> _Directions for this task_
Please lay out the data below as a JSON list of strings, one string per line with blank lines left out. Cover only the part that opens with the line containing "Give every instance of the gravel" and closes with the line containing "[[[74,167],[65,179],[240,179],[240,104],[168,127],[123,157]]]", both included.

━━━━

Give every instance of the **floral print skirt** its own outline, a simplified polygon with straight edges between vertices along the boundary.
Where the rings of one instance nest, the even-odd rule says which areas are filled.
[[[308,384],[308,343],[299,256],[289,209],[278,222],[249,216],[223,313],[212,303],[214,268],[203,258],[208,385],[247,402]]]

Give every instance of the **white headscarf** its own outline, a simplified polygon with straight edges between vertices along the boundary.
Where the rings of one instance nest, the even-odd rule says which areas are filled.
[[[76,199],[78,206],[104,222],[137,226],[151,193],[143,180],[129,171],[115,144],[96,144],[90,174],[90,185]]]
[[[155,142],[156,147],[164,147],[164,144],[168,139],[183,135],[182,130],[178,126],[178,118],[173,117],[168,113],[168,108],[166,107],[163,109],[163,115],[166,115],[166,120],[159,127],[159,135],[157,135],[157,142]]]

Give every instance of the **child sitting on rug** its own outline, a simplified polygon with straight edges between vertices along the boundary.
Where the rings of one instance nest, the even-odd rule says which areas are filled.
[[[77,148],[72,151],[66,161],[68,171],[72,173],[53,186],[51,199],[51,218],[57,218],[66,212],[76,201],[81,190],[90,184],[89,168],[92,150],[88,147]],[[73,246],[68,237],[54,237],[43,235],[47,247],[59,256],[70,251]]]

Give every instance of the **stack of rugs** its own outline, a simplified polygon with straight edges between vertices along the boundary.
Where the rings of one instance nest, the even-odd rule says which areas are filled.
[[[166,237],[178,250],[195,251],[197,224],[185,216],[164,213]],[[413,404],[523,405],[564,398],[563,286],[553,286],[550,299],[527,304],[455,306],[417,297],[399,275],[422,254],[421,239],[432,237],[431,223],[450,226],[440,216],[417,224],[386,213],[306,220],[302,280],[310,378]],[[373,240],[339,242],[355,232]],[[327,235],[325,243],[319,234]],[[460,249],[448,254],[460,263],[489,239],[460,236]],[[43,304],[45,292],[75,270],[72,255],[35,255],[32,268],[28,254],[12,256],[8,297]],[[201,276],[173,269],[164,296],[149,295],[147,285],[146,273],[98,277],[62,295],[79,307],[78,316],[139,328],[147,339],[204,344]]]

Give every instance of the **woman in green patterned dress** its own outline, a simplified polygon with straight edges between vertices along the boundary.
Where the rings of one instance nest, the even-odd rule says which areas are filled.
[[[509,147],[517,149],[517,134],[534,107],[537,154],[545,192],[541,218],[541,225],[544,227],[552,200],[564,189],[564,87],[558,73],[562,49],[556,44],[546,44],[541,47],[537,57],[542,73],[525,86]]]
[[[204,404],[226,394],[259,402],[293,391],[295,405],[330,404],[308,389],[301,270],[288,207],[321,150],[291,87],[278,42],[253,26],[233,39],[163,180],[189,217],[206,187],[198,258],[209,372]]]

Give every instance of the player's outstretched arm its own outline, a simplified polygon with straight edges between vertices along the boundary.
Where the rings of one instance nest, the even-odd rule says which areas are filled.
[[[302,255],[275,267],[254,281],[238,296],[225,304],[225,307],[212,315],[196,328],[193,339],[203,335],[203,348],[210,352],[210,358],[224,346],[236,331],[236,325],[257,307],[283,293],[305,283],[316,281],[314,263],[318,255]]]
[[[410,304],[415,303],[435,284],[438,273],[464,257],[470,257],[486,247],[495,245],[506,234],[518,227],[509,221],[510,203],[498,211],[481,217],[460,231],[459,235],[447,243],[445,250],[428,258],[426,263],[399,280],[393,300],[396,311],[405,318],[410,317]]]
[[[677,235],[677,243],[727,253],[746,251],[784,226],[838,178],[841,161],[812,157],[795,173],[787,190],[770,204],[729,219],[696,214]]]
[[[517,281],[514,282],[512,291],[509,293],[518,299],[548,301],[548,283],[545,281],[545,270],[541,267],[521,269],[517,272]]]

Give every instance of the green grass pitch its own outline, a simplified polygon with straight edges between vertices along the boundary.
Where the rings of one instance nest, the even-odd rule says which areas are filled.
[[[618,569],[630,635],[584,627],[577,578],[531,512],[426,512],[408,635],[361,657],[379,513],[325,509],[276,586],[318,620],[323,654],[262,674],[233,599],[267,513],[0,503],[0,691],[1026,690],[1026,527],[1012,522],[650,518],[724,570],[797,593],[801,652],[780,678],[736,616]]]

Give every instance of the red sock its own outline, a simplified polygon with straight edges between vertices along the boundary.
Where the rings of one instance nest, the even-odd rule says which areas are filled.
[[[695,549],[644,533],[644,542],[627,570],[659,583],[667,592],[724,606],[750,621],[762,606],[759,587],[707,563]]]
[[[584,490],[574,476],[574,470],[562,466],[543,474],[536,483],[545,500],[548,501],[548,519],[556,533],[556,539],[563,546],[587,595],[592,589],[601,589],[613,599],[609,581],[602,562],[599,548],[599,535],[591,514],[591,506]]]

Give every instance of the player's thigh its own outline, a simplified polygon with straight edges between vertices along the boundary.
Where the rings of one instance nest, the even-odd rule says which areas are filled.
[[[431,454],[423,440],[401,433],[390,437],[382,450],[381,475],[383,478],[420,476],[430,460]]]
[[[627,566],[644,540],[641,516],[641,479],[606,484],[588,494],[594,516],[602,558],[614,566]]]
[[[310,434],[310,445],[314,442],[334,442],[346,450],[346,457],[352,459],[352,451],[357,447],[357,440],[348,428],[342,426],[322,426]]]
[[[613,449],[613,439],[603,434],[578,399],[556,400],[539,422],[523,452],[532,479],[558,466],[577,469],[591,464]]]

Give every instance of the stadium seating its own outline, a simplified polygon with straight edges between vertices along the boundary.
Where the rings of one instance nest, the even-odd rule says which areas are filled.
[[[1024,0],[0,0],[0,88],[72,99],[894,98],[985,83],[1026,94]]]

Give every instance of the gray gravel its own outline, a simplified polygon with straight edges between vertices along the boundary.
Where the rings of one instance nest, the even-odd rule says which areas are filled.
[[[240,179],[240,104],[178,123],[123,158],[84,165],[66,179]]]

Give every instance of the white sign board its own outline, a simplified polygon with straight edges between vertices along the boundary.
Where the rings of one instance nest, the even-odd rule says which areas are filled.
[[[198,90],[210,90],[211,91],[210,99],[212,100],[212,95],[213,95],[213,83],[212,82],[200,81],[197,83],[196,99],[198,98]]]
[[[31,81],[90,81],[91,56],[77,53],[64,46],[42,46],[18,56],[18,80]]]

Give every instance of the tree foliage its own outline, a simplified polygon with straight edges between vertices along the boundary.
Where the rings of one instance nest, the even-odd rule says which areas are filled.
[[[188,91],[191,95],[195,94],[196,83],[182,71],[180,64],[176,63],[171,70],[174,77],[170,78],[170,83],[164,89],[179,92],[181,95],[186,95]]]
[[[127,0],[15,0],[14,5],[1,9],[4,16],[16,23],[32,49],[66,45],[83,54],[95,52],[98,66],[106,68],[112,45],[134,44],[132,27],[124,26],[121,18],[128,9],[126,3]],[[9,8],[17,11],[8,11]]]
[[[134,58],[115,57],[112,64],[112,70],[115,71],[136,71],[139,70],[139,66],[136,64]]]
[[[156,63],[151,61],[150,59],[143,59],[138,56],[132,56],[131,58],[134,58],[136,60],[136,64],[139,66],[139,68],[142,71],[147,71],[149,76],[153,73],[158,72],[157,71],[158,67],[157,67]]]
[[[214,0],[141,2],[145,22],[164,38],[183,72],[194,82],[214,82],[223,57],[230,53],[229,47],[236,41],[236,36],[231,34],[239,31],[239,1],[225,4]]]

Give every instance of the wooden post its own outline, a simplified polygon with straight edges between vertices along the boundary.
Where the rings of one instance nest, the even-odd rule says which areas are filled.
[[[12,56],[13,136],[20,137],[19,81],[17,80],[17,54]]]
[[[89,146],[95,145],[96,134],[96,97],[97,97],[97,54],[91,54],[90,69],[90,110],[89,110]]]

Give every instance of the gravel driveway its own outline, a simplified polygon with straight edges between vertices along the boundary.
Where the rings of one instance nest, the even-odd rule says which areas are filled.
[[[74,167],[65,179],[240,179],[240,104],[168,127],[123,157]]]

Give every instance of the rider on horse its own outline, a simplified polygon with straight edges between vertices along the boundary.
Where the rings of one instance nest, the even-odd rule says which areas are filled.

━━━━

> _Full response_
[
  "Give every instance of the gravel driveway its own outline, a simplified polygon with straight edges between vertices along the boundary.",
  "Where the rings of one instance nest, the even-odd rule says which areas are filled.",
  "[[[74,167],[65,179],[240,179],[240,104],[168,127],[123,157]]]"
]